**THE EXERCISE:** Express part of the rows below as a Markdown table with the columns Index and Text, one numbered line per table row and blank lines skipped. Begin at the line that contains "In this exercise you will indicate the tree bark" and stop after the line that contains "x=15, y=237".

**DATA SHOWN:**
^^^^^^^^^^^^^^^^

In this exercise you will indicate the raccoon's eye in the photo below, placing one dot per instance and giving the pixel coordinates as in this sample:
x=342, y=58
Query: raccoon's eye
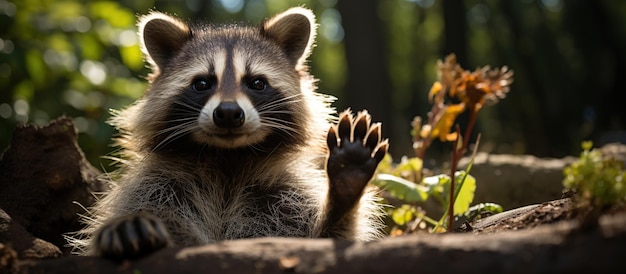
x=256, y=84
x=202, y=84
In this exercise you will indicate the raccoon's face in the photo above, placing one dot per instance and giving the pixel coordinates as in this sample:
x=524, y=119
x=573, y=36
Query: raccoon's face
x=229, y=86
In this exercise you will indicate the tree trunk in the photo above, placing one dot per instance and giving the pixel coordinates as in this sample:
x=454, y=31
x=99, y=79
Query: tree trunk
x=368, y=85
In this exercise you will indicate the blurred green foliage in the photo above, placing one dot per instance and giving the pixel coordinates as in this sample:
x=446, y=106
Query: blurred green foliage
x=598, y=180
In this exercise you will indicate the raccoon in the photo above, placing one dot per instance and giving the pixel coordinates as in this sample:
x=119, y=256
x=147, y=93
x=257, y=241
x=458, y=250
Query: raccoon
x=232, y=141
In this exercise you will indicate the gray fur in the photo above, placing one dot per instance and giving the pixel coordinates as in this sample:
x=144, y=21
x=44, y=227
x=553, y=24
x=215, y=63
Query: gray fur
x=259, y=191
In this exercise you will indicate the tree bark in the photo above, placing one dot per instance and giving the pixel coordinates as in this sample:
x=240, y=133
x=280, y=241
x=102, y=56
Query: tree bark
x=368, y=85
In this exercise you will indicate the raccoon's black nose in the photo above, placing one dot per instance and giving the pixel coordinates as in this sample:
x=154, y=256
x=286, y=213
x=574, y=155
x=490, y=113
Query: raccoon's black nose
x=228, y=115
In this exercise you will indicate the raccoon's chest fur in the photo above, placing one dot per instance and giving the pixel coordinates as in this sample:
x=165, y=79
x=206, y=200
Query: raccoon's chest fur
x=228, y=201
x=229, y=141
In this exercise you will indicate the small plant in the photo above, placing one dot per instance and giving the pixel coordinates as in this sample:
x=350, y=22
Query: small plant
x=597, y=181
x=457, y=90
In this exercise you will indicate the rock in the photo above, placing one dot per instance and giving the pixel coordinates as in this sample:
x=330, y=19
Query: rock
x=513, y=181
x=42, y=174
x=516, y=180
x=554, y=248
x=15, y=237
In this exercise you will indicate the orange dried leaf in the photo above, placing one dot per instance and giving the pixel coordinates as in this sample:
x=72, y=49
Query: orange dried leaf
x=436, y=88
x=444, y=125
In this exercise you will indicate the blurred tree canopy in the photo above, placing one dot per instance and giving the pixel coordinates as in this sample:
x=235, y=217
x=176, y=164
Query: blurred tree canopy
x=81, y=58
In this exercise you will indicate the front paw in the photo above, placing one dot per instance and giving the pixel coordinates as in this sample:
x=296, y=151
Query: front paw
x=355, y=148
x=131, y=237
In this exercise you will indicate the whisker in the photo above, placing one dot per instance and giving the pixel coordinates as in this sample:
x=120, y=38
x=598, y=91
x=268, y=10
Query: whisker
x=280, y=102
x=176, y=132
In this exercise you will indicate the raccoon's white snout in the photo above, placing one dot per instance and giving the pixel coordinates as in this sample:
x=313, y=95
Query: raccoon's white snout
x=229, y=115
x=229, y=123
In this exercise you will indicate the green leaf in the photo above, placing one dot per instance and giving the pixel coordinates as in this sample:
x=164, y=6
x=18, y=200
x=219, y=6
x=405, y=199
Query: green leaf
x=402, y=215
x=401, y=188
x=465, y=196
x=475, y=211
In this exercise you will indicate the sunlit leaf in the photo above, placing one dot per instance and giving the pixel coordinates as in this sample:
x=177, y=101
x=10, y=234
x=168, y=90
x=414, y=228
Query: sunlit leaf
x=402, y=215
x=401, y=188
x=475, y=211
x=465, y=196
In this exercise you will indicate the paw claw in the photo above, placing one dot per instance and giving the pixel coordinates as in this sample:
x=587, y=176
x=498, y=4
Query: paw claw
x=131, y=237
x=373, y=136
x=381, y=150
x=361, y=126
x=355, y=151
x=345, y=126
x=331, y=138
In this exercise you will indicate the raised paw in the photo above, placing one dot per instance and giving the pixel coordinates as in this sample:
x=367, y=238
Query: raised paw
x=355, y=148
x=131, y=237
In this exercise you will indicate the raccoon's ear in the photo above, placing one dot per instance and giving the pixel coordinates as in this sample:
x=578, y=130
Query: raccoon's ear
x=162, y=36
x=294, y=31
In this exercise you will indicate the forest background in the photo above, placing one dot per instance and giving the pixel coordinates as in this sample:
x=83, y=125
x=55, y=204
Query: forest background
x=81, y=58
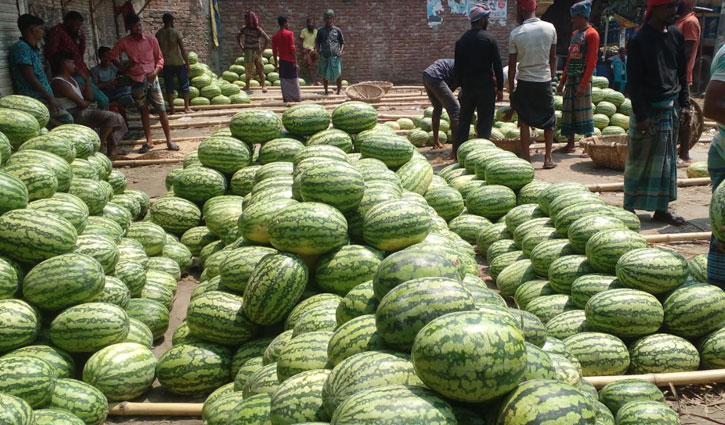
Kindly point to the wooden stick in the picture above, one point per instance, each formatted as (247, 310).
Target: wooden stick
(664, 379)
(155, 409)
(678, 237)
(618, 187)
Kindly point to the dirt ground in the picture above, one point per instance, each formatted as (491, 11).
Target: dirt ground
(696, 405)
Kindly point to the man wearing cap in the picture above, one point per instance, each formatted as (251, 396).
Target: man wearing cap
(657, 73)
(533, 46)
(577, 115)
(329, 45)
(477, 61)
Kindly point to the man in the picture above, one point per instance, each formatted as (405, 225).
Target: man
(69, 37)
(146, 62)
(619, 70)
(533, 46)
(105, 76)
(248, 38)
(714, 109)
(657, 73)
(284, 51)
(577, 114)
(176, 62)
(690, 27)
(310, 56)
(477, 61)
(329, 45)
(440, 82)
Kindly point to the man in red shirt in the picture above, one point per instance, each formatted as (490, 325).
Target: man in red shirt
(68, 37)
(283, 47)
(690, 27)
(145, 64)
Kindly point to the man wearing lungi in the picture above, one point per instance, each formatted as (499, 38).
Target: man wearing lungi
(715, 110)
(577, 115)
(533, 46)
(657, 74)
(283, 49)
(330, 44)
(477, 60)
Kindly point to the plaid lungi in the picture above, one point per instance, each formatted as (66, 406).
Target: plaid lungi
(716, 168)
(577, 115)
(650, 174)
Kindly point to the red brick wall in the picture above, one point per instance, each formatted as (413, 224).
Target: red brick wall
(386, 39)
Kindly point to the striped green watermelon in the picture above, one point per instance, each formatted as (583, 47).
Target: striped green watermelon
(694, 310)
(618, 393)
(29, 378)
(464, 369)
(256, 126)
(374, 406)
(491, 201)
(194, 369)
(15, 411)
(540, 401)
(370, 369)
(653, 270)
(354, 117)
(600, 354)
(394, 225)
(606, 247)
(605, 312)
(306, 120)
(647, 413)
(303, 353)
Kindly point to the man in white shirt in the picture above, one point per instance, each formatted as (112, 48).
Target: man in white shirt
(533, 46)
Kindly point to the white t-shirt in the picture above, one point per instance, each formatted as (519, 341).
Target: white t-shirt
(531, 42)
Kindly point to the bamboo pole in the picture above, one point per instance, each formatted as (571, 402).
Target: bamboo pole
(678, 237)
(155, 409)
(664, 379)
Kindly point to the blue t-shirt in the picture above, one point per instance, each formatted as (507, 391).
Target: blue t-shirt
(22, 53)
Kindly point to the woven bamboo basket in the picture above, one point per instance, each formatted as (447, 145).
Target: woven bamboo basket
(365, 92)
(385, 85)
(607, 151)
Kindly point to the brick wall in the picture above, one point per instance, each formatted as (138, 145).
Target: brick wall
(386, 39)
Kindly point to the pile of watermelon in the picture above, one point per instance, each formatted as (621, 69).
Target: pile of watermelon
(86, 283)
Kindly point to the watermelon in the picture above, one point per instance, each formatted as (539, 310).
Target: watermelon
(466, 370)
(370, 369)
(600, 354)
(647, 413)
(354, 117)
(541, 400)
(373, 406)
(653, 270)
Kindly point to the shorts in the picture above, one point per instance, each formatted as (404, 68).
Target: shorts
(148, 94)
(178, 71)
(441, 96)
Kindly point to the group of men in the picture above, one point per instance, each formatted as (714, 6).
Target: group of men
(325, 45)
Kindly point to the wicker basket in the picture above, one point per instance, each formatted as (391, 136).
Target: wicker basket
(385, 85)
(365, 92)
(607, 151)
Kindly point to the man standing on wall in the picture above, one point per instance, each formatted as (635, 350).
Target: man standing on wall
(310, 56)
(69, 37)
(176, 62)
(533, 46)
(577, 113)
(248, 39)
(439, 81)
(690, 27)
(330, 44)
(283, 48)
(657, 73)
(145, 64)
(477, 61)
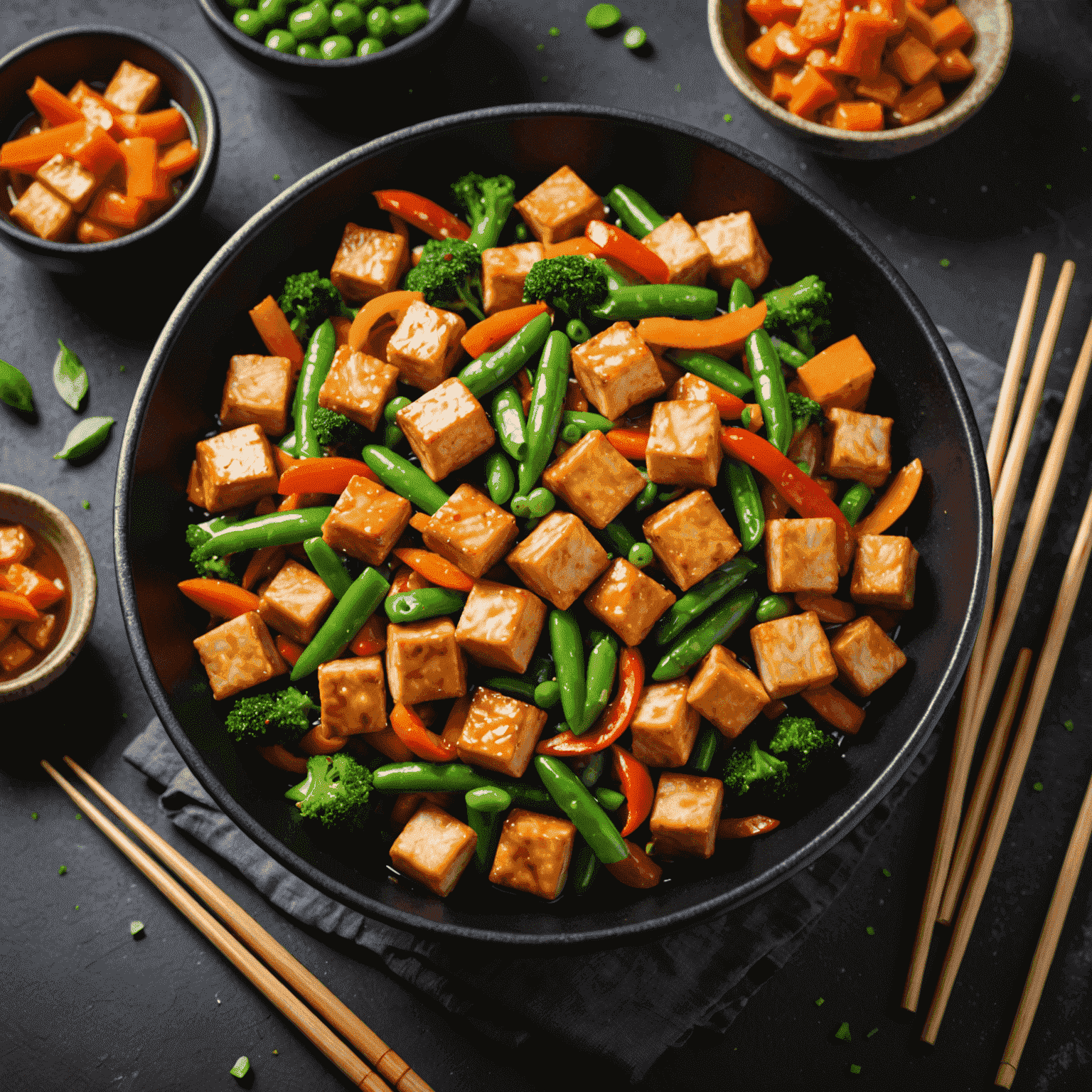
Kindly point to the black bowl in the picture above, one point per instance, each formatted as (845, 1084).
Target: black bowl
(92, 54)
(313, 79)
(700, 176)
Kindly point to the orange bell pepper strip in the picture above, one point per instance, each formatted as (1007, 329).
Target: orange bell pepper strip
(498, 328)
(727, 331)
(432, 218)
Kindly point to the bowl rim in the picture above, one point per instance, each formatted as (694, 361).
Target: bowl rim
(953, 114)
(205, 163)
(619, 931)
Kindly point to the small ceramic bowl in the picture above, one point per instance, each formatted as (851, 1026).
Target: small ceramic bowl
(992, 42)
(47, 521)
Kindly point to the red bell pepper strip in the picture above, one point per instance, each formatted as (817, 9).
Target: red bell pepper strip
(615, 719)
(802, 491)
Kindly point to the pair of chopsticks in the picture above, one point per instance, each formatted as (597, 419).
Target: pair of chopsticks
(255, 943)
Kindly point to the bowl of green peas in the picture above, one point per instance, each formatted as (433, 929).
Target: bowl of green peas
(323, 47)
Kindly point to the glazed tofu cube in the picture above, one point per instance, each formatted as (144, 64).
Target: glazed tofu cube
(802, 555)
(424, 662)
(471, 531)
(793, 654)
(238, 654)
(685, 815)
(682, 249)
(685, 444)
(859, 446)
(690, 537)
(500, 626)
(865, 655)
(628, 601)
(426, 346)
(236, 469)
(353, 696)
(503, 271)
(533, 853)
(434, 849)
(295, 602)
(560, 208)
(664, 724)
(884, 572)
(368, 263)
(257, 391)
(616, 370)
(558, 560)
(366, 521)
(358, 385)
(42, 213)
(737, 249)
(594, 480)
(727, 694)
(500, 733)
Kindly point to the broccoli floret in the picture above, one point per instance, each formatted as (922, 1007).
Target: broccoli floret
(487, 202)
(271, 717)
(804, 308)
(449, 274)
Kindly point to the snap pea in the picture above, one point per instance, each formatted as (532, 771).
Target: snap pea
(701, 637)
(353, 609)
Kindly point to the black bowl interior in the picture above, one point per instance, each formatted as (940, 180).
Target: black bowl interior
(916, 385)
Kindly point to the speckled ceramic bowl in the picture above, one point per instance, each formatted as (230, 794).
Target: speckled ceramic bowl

^^^^^^^^^^^^^^^^

**EXERCISE OUTPUT:**
| Index | Text |
|---|---|
| 1 | In this exercise you will indicate the tree bark in the photo above, placing one dot per instance and giving the pixel coordinates as in this sample: |
| 2 | x=240, y=133 |
| 3 | x=280, y=241 |
| 4 | x=102, y=56 |
| 5 | Query: tree bark |
| 6 | x=368, y=85 |
| 7 | In this exercise you will indicate the raccoon's black nose in the photo above, placing one dot per instance and giving the pixel coordinates as in this sample: |
| 8 | x=154, y=256 |
| 9 | x=286, y=213 |
| 10 | x=574, y=155 |
| 11 | x=490, y=113 |
| 12 | Query: raccoon's black nose |
| 13 | x=228, y=115 |
| 14 | In this exercise you will indicate the raccoon's chest fur in the photo above, placing one dot per instance and giving the pixel coordinates as in this sample: |
| 15 | x=165, y=79 |
| 16 | x=206, y=200 |
| 17 | Query: raccoon's chest fur |
| 18 | x=228, y=201 |
| 19 | x=229, y=141 |
| 20 | In this exercise you will indicate the small plant in the photo above, placing one dot per instance and giving the pixel coordinates as in this sample: |
| 21 | x=350, y=22 |
| 22 | Query: small plant |
| 23 | x=597, y=181 |
| 24 | x=457, y=90 |
| 25 | In this exercise you will indicate the rock in the photo above, placing one dot per instance and giving the pixel coordinates as in this sample: |
| 26 | x=330, y=19 |
| 27 | Query: rock |
| 28 | x=513, y=181 |
| 29 | x=42, y=174 |
| 30 | x=516, y=180 |
| 31 | x=554, y=248 |
| 32 | x=15, y=237 |